PROMPT: Everything from the line containing "If you could mark the bread slice" to the end of the records should be reproduced exactly, and nothing before it.

++++++++++

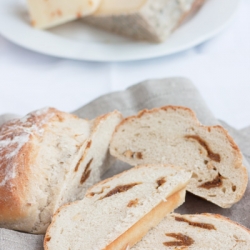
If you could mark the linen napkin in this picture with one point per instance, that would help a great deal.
(151, 94)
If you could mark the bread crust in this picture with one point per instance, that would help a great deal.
(238, 159)
(19, 141)
(121, 23)
(153, 218)
(15, 173)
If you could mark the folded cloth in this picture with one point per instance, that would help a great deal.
(150, 94)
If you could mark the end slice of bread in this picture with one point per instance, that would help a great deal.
(173, 135)
(47, 14)
(200, 231)
(49, 158)
(118, 212)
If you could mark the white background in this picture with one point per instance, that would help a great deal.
(220, 69)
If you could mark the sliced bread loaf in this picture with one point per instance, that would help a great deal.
(151, 20)
(46, 14)
(196, 232)
(49, 158)
(173, 135)
(118, 212)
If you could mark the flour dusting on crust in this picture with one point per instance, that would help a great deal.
(14, 135)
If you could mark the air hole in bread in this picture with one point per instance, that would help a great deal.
(89, 144)
(196, 224)
(194, 175)
(216, 182)
(78, 164)
(94, 193)
(181, 240)
(120, 189)
(48, 238)
(133, 203)
(213, 156)
(86, 172)
(139, 155)
(160, 182)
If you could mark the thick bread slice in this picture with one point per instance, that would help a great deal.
(45, 162)
(173, 135)
(196, 232)
(49, 13)
(119, 211)
(151, 20)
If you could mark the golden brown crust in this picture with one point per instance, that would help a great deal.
(153, 218)
(238, 162)
(223, 218)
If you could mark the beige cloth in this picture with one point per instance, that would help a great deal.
(150, 94)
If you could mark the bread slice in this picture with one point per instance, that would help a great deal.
(49, 13)
(196, 232)
(49, 158)
(173, 135)
(150, 20)
(119, 211)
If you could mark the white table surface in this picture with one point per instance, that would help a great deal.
(220, 69)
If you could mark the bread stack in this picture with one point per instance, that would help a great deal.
(150, 20)
(49, 159)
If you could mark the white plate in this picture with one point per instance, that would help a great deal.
(76, 40)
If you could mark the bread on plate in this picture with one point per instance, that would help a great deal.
(150, 20)
(173, 135)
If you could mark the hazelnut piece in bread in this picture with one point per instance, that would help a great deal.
(49, 158)
(118, 212)
(173, 135)
(200, 231)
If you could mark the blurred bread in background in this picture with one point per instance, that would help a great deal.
(48, 13)
(149, 20)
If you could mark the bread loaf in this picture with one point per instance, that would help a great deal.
(49, 158)
(196, 232)
(118, 212)
(173, 135)
(49, 13)
(151, 20)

++++++++++

TASK ANSWER:
If you could mark the bread slice in this picture with one point per instance, that would help a great deal.
(49, 13)
(196, 232)
(49, 158)
(173, 135)
(150, 20)
(119, 211)
If you could mark the white table surface in this picture with one point per instance, that would help a great deal.
(220, 69)
If you could mark the bread stack in this picture with one point per instance, that would help a great deal.
(150, 20)
(49, 159)
If you could mark the white plate in this picture with one point per instance, that would help a great deal.
(76, 40)
If you could mark the bread on plate in this picture with one point per instance, that would help a great deal.
(150, 20)
(173, 135)
If you could mark the hazelnut piece in bread in this picture with one point per instance, that would help a great deal.
(49, 158)
(118, 212)
(173, 135)
(200, 231)
If you could mark the blurred bread in background in this picture with one point per instance, that would help a great deal.
(48, 13)
(149, 20)
If you could mark the bread loaf in this picture with one point per instance, that would help a great deal.
(49, 158)
(196, 232)
(118, 212)
(173, 135)
(49, 13)
(151, 20)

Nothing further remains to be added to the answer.